> [Information given]
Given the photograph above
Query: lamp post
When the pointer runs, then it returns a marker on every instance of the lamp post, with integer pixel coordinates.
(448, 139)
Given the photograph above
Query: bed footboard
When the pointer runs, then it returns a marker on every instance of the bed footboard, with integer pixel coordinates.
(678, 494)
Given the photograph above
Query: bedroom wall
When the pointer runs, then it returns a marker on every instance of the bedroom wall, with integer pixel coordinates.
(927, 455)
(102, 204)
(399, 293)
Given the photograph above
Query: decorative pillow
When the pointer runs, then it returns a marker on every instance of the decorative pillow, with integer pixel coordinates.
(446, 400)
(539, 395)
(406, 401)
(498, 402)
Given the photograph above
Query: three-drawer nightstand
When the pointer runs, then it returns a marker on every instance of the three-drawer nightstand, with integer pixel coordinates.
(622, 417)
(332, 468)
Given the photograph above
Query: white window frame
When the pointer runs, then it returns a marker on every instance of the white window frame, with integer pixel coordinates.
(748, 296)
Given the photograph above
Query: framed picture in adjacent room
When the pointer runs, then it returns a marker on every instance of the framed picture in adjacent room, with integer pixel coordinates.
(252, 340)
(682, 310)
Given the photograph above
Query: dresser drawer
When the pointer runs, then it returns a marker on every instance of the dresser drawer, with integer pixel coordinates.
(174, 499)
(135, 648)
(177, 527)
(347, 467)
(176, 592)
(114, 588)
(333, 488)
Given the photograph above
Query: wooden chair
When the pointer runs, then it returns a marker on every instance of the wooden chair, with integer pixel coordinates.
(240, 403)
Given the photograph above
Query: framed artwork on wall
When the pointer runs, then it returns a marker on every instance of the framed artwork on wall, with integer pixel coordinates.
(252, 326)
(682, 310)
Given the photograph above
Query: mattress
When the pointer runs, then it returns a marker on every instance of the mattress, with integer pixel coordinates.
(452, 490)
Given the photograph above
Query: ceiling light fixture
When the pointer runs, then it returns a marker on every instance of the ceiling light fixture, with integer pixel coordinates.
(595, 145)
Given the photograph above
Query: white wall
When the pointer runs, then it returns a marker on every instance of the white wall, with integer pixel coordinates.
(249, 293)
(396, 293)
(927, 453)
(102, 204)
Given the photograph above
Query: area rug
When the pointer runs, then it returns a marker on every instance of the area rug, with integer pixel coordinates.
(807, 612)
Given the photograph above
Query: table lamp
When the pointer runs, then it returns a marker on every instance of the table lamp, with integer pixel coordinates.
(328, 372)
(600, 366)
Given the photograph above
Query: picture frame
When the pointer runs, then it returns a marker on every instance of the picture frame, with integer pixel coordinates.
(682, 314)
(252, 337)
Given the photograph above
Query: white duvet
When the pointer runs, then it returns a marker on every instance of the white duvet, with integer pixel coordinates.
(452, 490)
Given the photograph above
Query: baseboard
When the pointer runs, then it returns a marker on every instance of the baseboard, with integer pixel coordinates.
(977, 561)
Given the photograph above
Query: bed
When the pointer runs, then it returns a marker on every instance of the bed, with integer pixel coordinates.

> [Task directions] Exactly reproduce all of the entries.

> [Response for this exercise]
Given the photograph above
Query: lamp post
When the pointer runs, then it returns a marker on every instance of the lamp post, with integer pixel coordinates.
(448, 139)
Given the photograph above
Query: bed footboard
When the pointer runs, then it returns a marker on every instance of the bed footboard, with integer pixel coordinates.
(678, 494)
Given the photograph above
Query: bedroom wall
When the pointer runs, then it returns a marker on every instance of the bedroom wall, with integer pixel coordinates.
(927, 455)
(102, 204)
(399, 293)
Given the photograph above
Query: decorative pillow
When the pointer runs, then it returns a marker on every instance of the decorative pillow, with integer pixel coordinates.
(446, 400)
(539, 395)
(406, 401)
(498, 402)
Given the photograph above
Query: three-drawer nightstand
When the pointer runs, then it returns a marker on every instance of the three-drawer nightstand, with integer pixel coordinates.
(622, 417)
(332, 468)
Given the photograph above
Query: white window frame
When the pointer runs, then it returns a marker on every instance of the white window frame, with integer pixel coordinates.
(748, 296)
Given the photograph above
Query: framed picture in adjacent room
When the pointer runs, then it returns a marker on every instance of the framed picture in adjacent room, with integer pixel coordinates.
(252, 340)
(682, 310)
Given the photograph above
Query: dresser drawer
When the pointer runs, then it returns a marker on every instance of the dresser drawer, with integer pixel coordinates.
(174, 499)
(135, 648)
(177, 527)
(347, 467)
(176, 592)
(114, 588)
(333, 488)
Given the photograph above
Query: wooden chair
When the pointer runs, then it returns a marker on every instance of the wooden chair, with integer pixel coordinates.
(240, 403)
Given the photograph above
Query: framed artwork on wall
When the pointer runs, then it returns a marker on every instance of the framed artwork on wall, with integer pixel coordinates.
(252, 326)
(682, 310)
Given the photograph above
Query: mattress
When the pointer runs, then it returns a marker on every instance of the mattress, with integer pixel coordinates.
(452, 490)
Given the photograph above
Query: ceiling light fixture
When the pointer runs, then it returns a marker on every instance of the ceiling light fixture, with integer pixel coordinates.
(595, 145)
Given the photograph above
Query: white wall
When the pointer runs, then it returns a marker on every instance of the white wall, with integer pixel coordinates.
(249, 293)
(396, 293)
(927, 453)
(102, 204)
Given the photograph above
Query: area rug
When the pointer runs, then it returns a marker on every instance of the area rug, with integer pixel coordinates.
(807, 612)
Given the photograph above
Query: table lamp
When the pointer runs, then it returns a marker on every instance of the table lamp, with integer pixel coordinates.
(328, 372)
(600, 366)
Given the photograph above
Query: picture frame
When the pointer runs, then it returns a marker on every instance of the picture frame, with integer pixel coordinates.
(682, 314)
(252, 337)
Given the photograph above
Query: white duvet
When the pointer runs, then it returns a marker on every instance of the white duvet, with integer pixel coordinates.
(452, 490)
Given the photograph above
Query: baseboard
When the pointer runs, then it returns a marker on every instance of the baseboard, with integer pixel coordinates.
(977, 561)
Given the photograph above
Query: bed
When the pointer runs, then it returns a marker on every instance of the bed, with integer pixel coordinates.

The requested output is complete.